Please copy out all of the data below word for word, keeping every line unchanged and in the same order.

INPUT FOR THIS TASK:

• • • •

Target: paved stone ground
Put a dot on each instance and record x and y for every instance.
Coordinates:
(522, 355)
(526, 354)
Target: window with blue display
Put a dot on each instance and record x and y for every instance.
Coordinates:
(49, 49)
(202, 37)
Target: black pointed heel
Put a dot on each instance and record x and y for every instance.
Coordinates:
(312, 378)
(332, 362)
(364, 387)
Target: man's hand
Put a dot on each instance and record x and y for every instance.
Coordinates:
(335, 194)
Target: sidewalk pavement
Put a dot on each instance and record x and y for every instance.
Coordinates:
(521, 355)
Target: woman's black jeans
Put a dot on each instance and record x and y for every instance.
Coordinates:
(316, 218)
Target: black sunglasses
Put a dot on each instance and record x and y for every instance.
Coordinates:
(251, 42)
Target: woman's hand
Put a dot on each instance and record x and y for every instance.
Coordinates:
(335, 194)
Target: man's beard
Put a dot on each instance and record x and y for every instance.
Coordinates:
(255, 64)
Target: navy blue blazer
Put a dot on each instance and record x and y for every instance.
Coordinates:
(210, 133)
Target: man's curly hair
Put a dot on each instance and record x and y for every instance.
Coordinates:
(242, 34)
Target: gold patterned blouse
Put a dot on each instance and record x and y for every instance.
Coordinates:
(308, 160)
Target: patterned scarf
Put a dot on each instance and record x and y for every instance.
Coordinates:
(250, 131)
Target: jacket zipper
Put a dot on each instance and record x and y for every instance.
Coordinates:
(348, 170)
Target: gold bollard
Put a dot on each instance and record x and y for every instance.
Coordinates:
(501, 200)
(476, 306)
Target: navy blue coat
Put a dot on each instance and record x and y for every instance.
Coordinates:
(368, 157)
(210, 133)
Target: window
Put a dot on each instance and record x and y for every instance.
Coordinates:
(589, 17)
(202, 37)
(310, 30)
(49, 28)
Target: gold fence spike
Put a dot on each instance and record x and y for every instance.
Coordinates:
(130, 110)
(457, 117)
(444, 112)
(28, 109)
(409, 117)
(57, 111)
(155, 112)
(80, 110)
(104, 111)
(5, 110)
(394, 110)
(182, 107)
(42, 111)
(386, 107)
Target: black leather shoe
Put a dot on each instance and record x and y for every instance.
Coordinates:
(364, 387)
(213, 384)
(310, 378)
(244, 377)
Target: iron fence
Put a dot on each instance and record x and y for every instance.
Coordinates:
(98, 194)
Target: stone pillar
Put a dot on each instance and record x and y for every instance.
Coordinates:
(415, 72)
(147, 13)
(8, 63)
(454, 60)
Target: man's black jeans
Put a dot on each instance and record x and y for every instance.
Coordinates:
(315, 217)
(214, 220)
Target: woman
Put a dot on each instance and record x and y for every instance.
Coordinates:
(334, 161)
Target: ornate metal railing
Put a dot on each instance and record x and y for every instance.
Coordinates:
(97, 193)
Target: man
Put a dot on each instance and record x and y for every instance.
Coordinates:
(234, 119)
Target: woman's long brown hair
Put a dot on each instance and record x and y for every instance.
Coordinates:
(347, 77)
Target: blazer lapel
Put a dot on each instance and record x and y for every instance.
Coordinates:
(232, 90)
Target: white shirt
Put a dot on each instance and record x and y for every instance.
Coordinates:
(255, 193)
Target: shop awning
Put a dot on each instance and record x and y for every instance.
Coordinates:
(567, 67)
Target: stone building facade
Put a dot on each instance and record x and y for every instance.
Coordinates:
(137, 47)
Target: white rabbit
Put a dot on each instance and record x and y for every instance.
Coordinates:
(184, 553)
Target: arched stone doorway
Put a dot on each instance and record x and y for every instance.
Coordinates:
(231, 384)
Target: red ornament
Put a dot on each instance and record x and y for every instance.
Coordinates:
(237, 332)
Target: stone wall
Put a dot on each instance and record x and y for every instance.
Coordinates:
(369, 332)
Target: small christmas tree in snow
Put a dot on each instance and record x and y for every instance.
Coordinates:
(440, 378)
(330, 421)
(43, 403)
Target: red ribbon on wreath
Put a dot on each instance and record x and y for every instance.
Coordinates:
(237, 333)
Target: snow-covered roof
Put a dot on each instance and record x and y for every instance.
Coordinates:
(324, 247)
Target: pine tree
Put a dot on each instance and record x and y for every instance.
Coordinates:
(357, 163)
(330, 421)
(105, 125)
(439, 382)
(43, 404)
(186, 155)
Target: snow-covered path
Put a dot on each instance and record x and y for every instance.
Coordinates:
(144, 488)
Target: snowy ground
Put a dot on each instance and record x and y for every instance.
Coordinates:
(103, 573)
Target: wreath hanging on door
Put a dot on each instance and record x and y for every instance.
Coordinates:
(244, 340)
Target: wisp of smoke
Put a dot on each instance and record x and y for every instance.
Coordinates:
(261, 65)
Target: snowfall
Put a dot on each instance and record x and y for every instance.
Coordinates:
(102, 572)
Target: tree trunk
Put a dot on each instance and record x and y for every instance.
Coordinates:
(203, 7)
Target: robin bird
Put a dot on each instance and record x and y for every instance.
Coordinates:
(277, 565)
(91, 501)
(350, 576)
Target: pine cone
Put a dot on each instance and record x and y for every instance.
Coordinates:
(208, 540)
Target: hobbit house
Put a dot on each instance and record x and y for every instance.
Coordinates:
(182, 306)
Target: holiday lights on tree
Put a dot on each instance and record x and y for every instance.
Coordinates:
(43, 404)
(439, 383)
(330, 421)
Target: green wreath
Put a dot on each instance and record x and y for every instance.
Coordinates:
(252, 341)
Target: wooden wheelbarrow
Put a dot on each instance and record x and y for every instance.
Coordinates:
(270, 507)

• • • •

THE COMPLETED TASK:
Target: paved stone ground
Put a dot on each instance and record x and y for every instance.
Coordinates:
(522, 355)
(526, 354)
Target: window with blue display
Put a dot on each instance and record x and y for every instance.
Coordinates:
(49, 49)
(202, 37)
Target: black pointed heel
Put a dot on each instance and record x and y for every instance.
Coordinates:
(312, 378)
(332, 362)
(364, 387)
Target: man's hand
Put a dot on each instance and record x and y for every instance.
Coordinates:
(335, 194)
Target: sidewalk pavement
Put a dot on each instance and record x and y for every instance.
Coordinates:
(521, 355)
Target: woman's black jeans
Put a dot on each instance and record x and y for every instance.
Coordinates:
(316, 218)
Target: black sunglasses
Put a dot on each instance and record x and y for every instance.
Coordinates:
(251, 42)
Target: woman's hand
Put a dot on each instance and record x and y for every instance.
Coordinates:
(335, 194)
Target: man's beard
Put a dot on each instance and record x and y for every instance.
Coordinates:
(255, 64)
Target: navy blue blazer
Put a dot on each instance and record x and y for every instance.
Coordinates:
(210, 133)
Target: man's curly hair
Put a dot on each instance and record x and y for every instance.
Coordinates:
(242, 34)
Target: gold patterned blouse
Put a dot on each instance and record x and y for every instance.
Coordinates:
(308, 160)
Target: patterned scarf
Put a dot on each instance and record x and y for every instance.
Coordinates:
(250, 131)
Target: jacket zipper
Put a dot on each instance and record x and y for every instance.
Coordinates:
(348, 170)
Target: gold bollard
Put a dot on each instance and record x and y for every instance.
Coordinates:
(501, 200)
(476, 306)
Target: navy blue coat
Put a dot on each instance and record x and y for every instance.
Coordinates:
(368, 157)
(210, 133)
Target: window
Put a dot on each instance and record x and y for every instance.
Coordinates:
(589, 17)
(202, 37)
(310, 30)
(49, 28)
Target: gold fence spike
Put a dot on each instance and record x and y for every instance.
Coordinates:
(130, 110)
(457, 117)
(444, 112)
(28, 109)
(409, 117)
(57, 111)
(155, 112)
(80, 110)
(104, 111)
(5, 110)
(394, 110)
(182, 107)
(42, 111)
(386, 107)
Target: black leather shoe
Put a dot on each instance and record x and y for every instance.
Coordinates:
(364, 387)
(213, 384)
(310, 378)
(244, 377)
Target: iron fence
Put a dot on each instance and record x and y for every instance.
Coordinates:
(98, 194)
Target: stone pillar
Put a dot on each instance and record x and y for every instance.
Coordinates:
(415, 72)
(147, 13)
(8, 63)
(454, 60)
Target: man's black jeans
Put a dot on each instance and record x and y for every instance.
Coordinates:
(315, 217)
(214, 220)
Target: woman
Put a dot on each instance and record x and y for every instance.
Coordinates:
(334, 161)
Target: ornate metal railing
Put a dot on each instance and record x and y for every instance.
Coordinates:
(97, 193)
Target: man
Put a dot on each instance and record x and y for every instance.
Coordinates:
(234, 119)
Target: woman's long brown hair
Put a dot on each instance and record x and y for every instance.
Coordinates:
(347, 77)
Target: blazer lapel
Put a dot on each instance and record x and y for every instance.
Coordinates:
(232, 90)
Target: white shirt
Put a dot on each instance and record x and y for every instance.
Coordinates:
(255, 193)
Target: shop awning
Put a dot on each instance and record x and y for every instance.
Coordinates:
(567, 67)
Target: stone building facade
Put a dot on each instance and record x and y for every instance.
Coordinates:
(137, 47)
Target: white rabbit
Put a dot on each instance and record x and y for every instance.
Coordinates:
(184, 553)
Target: arched stone doorway
Put a dot on each instance and record x and y for every instance.
Coordinates:
(231, 384)
Target: red ornament
Put a dot on each instance and record x and y for every instance.
Coordinates:
(237, 332)
Target: stone wall
Put a dot on each instance and record x and y for every instance.
Coordinates:
(369, 332)
Target: small christmas tree in snow
Put a dot on each instance and record x and y for every instance.
Coordinates:
(440, 378)
(330, 421)
(43, 403)
Target: red ribbon on wreath
Put a dot on each instance and record x and y for every instance.
Coordinates:
(237, 333)
Target: snow-covered roof
Put a dot on each instance and record x and y for every instance.
Coordinates:
(324, 247)
Target: pine tree
Put a dot on each instance and record x and y for every instance.
Coordinates:
(357, 163)
(330, 421)
(105, 125)
(439, 382)
(43, 404)
(186, 155)
Target: snow-covered path
Put a dot on each instance and record x and y for every instance.
Coordinates:
(144, 488)
Target: snowy ground
Put a dot on each instance and record x and y for every instance.
Coordinates:
(103, 573)
Target: wreath hanging on door
Put a dot on each instance and record x and y for every instance.
Coordinates:
(244, 340)
Target: wisp of smoke
Put a dot on each instance and record x and y for every instance.
Coordinates:
(261, 65)
Target: snowfall
Put a dot on each instance and record x and y for every instance.
Coordinates:
(102, 572)
Target: tree trunk
Put a dot on each instance and record x and y for every instance.
Coordinates:
(203, 7)
Target: robin bird
Put a dot on each instance and record x and y for every instance.
Coordinates:
(277, 565)
(91, 501)
(350, 576)
Target: pine cone
Put a dot on each instance and record x and y for every instance.
Coordinates:
(208, 540)
Target: hobbit house
Put a dot on each instance and record x and y for every instance.
Coordinates:
(182, 306)
Target: holiday lights on tree
Put a dot on each instance and record x and y for every instance.
Coordinates:
(43, 404)
(439, 383)
(330, 421)
Target: green wreath
Put a dot on each instance and record x and y for every instance.
Coordinates:
(252, 341)
Target: wooden wheelbarrow
Put a dot on each instance and record x and y for every instance.
Coordinates:
(270, 507)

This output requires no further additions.